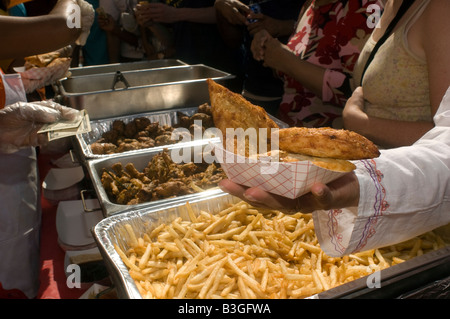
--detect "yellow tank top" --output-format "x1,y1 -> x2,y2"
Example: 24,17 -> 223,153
353,0 -> 432,121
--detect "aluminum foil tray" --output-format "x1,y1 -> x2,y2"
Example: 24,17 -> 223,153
74,107 -> 214,162
86,139 -> 222,217
92,192 -> 240,299
92,193 -> 450,299
73,107 -> 288,163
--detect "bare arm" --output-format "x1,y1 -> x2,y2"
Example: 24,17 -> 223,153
0,0 -> 81,59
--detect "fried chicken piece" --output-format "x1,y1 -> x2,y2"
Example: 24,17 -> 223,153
191,113 -> 214,129
112,120 -> 125,135
155,133 -> 176,146
207,79 -> 279,137
123,121 -> 138,138
134,117 -> 151,131
102,130 -> 120,145
198,103 -> 212,116
145,122 -> 159,137
91,142 -> 117,155
117,139 -> 141,153
155,181 -> 193,198
278,127 -> 380,160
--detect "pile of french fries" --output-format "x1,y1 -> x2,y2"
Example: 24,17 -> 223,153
115,202 -> 445,299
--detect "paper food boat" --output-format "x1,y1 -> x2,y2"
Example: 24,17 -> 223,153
213,143 -> 347,198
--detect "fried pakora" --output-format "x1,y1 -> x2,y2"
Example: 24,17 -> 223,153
101,149 -> 226,205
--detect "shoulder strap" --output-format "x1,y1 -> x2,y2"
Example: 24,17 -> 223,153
360,0 -> 414,84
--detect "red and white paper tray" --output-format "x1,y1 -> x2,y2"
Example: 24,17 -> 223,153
212,143 -> 346,198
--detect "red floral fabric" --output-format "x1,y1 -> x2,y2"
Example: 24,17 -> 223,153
279,0 -> 382,128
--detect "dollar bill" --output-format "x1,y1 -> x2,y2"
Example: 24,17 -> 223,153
38,110 -> 86,133
47,112 -> 91,141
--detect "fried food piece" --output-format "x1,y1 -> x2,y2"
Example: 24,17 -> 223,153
278,127 -> 380,160
24,51 -> 60,70
207,79 -> 279,137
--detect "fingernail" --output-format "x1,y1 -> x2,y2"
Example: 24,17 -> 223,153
243,193 -> 257,202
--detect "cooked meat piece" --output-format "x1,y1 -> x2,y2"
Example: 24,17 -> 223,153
191,113 -> 214,129
117,139 -> 140,153
134,117 -> 150,131
102,130 -> 120,144
198,103 -> 212,115
155,181 -> 193,198
155,134 -> 175,146
101,149 -> 226,205
138,136 -> 155,148
134,130 -> 150,139
179,115 -> 192,128
136,183 -> 156,203
125,163 -> 145,179
91,142 -> 117,155
145,122 -> 159,136
123,121 -> 138,138
181,162 -> 198,176
112,120 -> 125,135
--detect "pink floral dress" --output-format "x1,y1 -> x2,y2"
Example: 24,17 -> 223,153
278,0 -> 382,128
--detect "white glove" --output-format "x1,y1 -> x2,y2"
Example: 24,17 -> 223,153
75,0 -> 95,46
0,101 -> 79,153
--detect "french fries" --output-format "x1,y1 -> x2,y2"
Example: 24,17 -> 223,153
115,202 -> 445,299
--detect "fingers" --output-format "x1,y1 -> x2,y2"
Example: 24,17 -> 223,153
38,100 -> 80,121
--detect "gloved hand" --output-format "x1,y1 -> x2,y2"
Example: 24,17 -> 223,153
75,0 -> 95,46
0,101 -> 79,153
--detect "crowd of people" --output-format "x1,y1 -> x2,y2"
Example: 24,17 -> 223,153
0,0 -> 450,297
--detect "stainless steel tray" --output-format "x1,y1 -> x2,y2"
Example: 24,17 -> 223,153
74,107 -> 288,163
54,64 -> 234,120
86,139 -> 222,217
69,59 -> 186,78
92,193 -> 450,299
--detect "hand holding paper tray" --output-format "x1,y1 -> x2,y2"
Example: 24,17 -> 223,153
214,144 -> 348,198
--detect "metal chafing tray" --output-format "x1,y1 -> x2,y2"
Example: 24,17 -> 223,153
54,64 -> 234,120
69,59 -> 186,78
92,193 -> 450,299
86,139 -> 222,217
74,107 -> 288,163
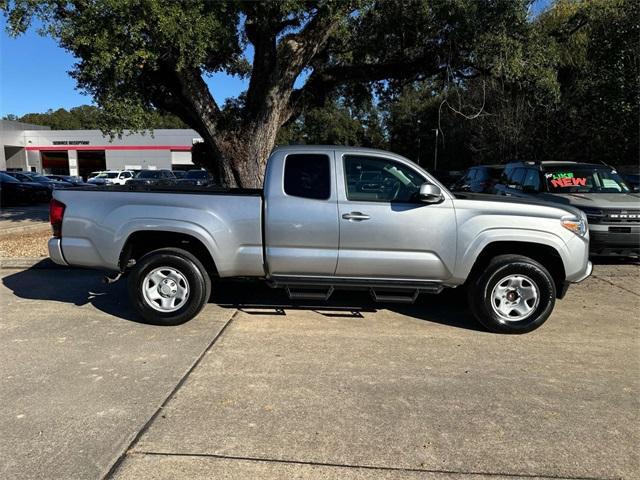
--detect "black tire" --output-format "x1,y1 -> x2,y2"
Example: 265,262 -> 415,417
128,248 -> 211,326
468,255 -> 556,334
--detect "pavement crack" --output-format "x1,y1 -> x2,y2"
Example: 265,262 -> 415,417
102,310 -> 240,480
126,450 -> 621,480
592,275 -> 640,297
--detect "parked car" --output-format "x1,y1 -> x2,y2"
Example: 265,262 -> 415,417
178,170 -> 213,186
451,165 -> 504,193
0,172 -> 51,205
127,170 -> 176,187
87,170 -> 134,185
496,162 -> 640,256
49,146 -> 591,333
45,175 -> 96,187
617,165 -> 640,192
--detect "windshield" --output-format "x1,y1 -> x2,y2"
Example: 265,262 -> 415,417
544,166 -> 631,193
136,170 -> 162,178
185,170 -> 207,179
31,175 -> 51,183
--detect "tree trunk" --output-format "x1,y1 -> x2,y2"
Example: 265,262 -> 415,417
214,98 -> 288,188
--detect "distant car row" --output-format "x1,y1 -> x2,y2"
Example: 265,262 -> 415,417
88,170 -> 213,186
450,162 -> 640,256
0,170 -> 213,205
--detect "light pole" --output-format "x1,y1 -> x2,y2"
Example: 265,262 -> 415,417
433,128 -> 440,172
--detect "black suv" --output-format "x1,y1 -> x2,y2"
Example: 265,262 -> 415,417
451,165 -> 504,193
495,162 -> 640,256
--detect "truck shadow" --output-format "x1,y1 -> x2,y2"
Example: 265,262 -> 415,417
2,266 -> 483,331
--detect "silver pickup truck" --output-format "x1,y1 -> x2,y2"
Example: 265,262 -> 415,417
49,146 -> 591,333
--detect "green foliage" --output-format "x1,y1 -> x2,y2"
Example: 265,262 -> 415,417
0,0 -> 640,177
277,99 -> 385,148
385,0 -> 640,168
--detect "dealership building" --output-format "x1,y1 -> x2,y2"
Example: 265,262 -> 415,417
0,120 -> 202,179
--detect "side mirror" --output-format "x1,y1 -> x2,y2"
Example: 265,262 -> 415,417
419,183 -> 443,203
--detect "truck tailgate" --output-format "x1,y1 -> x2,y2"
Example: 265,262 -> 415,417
54,188 -> 264,277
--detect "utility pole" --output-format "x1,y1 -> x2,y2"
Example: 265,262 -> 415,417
417,119 -> 422,165
433,128 -> 440,172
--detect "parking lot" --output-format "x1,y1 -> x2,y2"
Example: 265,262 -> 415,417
0,264 -> 640,479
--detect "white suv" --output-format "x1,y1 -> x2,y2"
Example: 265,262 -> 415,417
89,170 -> 135,185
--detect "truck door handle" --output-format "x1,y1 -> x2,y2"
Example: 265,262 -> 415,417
342,212 -> 371,222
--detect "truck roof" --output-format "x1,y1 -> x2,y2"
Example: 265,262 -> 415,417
271,145 -> 404,158
507,160 -> 609,168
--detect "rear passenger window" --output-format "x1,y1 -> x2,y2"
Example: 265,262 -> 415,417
510,168 -> 525,187
284,154 -> 331,200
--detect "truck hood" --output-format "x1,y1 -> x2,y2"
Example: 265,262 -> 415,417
538,193 -> 640,209
455,192 -> 583,218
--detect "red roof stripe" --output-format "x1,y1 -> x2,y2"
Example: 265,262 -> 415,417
25,145 -> 191,152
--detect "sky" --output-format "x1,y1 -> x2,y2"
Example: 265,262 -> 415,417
0,0 -> 552,117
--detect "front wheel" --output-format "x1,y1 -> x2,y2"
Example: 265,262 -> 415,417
128,248 -> 211,325
469,255 -> 556,334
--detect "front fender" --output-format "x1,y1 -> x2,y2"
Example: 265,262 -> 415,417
454,227 -> 573,283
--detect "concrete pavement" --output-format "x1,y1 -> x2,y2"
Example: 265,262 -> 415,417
0,265 -> 640,479
0,269 -> 233,479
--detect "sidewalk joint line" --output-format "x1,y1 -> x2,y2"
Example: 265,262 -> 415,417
591,275 -> 640,297
102,310 -> 239,480
131,450 -> 621,480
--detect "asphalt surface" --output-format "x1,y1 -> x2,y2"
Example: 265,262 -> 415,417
0,265 -> 640,479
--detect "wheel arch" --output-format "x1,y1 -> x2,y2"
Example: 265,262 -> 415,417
118,230 -> 218,278
467,240 -> 566,298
━━━━━━━━━━━━━━━━
- Given instruction -
Pull out every line of the listing that contains the word "paper", matching case exactly.

- Output for this exercise -
--detect "paper food boat" --output-format "x1,y1 -> x2,y2"
--detect "red and white paper tray" --output-format "x1,y1 -> x2,y2"
--detect "hand holding paper tray" --output-format "x1,y1 -> x2,y2"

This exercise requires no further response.